CONSEGNA
Estrai dal brano sui migranti nel deserto dell'Arizona il passo che inizia con "Efrain sale sulla" e finisce con "hanno potuto raccontare.", senza cambiarne nemmeno una parola.

BRANO PROPOSTO

══════

Efrain sale sulla jeep, continua a osservarci mentre tiene d'occhio la strada. Non si sente ancora al sicuro. Per lui tutto questo è l'ignoto. Regge per un po' poi crolla in un sonno profondo che neppure i salti del fuoristrada interrompono. Un'ora dopo siamo ad un posto di blocco della Border Patrol. Lo prendono in consegna, sarà deportato in Messico. Efrain torna alla casella uno della sua odissea. Ci riproverà, perché è ancora vivo. Con l'esperienza di aver visto cosa c'è oltre il muro. Altri migranti non lo hanno potuto raccontare.
Il deserto dell'Arizona è punteggiato di loro resti. Dal 2001 sono morti a migliaia, uccisi dall'ipotermia e dalla fatica. Molti semplicemente svaniti. Di altri è rimasto appena un osso o abiti che il tempo ha ridotto a stracci. Reperti sui quali indagano in modo instancabile all'ufficio di medicina legale della Contea di Pima. In una palazzina bassa incontriamo Greg Hess, uno degli investigatori. Insieme ai suoi colleghi prova a scovare l'identità degli sconosciuti. Usano il Dna, incrociano le segnalazioni degli scomparsi ricevute dai consolati e da associazioni umanitarie, fanno indagini alla Csi su quegli oggetti. Un tatuaggio, un segno particolare possono essere un primo indizio. Poi ci sono i vestiti. L'etichette dei jeans custodiscono spesso dei segreti: è qui che i migranti celano il numero di telefono del loro contatto. L'interno della cintura è l'altro nascondiglio. Oppure hanno una tasca minuscola cucita nelle mutande. Non è solo un lavoro, ma una missione. Che coinvolge un team di specialisti. Al loro fianco gli attivisti di «Humane Borders». Insieme hanno creato un database dove sono censiti, con dati e coordinate, centinaia di casi irrisolti. Negli archivi una montagna di reperti. Foto di famiglie, fazzoletti ricamati, lettere accorate inviate a madre e figli. Storie dove c'è un corpo (o quasi), degli effetti personali, ma manca il nome. Punti rossi su una mappa digitale che talvolta sono sostituiti sul terreno da croci bianche. Fabbricate con il legno, le piantano dove hanno trovato le ossa. Luoghi selvaggi ai quali si arriva seguendo sentieri marcati da zaini e abiti abbandonati dagli immigrati. Laurie Jurs, altro cuore grande, ogni tanto porta un fiore. Lo ha rifatto insieme a noi guidandoci fino ad un angolo dove qualcuno si è lasciato cadere al suolo e non si è più rialzato. Di lui resta solo un ricordo e la scritta «desconocido».

══════

MATERIALE FORNITO
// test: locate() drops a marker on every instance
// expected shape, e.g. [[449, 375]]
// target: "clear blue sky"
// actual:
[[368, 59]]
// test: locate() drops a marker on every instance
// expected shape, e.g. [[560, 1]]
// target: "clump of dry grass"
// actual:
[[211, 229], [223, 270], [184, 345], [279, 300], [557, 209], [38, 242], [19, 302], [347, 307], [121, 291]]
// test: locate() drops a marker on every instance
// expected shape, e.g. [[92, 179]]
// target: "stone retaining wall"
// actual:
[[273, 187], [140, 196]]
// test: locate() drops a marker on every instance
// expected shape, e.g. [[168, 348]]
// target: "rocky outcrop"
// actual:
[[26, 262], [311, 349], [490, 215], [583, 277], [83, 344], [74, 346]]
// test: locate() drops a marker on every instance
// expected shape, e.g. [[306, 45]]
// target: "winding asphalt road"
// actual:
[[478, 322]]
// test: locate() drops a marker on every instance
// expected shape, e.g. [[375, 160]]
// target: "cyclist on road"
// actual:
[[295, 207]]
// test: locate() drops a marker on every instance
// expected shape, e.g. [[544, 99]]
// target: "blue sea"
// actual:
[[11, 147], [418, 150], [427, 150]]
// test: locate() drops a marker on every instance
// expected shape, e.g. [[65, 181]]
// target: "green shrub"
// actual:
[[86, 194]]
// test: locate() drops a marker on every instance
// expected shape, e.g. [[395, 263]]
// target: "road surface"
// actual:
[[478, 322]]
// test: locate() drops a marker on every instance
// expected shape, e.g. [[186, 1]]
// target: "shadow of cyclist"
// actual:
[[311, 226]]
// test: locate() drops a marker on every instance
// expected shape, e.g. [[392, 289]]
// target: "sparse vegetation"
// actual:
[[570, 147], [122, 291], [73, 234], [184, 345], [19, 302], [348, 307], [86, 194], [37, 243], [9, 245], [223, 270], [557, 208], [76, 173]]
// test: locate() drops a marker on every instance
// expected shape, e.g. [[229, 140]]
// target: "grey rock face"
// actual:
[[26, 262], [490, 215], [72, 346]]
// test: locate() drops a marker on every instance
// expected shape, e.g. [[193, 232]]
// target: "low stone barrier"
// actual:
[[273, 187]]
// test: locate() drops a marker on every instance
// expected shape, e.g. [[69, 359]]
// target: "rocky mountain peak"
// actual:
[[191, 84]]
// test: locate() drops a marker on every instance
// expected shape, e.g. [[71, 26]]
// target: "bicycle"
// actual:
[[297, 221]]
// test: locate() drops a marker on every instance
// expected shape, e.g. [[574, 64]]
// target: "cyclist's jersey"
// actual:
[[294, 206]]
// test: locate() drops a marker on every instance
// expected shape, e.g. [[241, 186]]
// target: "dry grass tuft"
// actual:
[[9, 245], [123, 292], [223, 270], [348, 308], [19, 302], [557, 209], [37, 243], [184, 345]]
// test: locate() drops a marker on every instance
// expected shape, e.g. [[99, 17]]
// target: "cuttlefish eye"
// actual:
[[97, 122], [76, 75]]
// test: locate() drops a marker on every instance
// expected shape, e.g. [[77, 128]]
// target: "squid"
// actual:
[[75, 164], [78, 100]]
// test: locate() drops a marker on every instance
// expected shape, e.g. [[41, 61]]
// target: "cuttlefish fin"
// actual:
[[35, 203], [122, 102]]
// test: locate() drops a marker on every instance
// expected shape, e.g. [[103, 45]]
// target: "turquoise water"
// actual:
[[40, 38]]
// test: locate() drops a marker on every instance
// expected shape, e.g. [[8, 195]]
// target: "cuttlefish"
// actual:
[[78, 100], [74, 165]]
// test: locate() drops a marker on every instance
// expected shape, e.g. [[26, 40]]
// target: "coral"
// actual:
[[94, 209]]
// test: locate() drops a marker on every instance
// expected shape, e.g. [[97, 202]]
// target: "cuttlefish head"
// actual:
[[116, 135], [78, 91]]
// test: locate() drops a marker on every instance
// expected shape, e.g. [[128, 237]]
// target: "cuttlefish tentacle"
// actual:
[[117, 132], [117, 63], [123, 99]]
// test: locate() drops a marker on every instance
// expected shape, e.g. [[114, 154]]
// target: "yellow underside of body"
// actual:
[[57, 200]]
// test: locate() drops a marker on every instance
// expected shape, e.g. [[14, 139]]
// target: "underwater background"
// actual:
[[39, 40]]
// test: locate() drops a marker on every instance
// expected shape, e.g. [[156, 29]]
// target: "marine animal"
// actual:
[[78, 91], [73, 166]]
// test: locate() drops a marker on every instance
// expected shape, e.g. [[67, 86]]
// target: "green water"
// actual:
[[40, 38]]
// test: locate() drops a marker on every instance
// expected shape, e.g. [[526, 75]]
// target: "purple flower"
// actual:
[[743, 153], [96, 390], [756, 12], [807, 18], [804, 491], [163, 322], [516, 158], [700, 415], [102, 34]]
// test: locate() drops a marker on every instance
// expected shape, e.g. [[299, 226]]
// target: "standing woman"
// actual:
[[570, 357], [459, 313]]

══════

RISPOSTA ATTESA
Efrain sale sulla jeep, continua a osservarci mentre tiene d'occhio la strada. Non si sente ancora al sicuro. Per lui tutto questo è l'ignoto. Regge per un po' poi crolla in un sonno profondo che neppure i salti del fuoristrada interrompono. Un'ora dopo siamo ad un posto di blocco della Border Patrol. Lo prendono in consegna, sarà deportato in Messico. Efrain torna alla casella uno della sua odissea. Ci riproverà, perché è ancora vivo. Con l'esperienza di aver visto cosa c'è oltre il muro. Altri migranti non lo hanno potuto raccontare.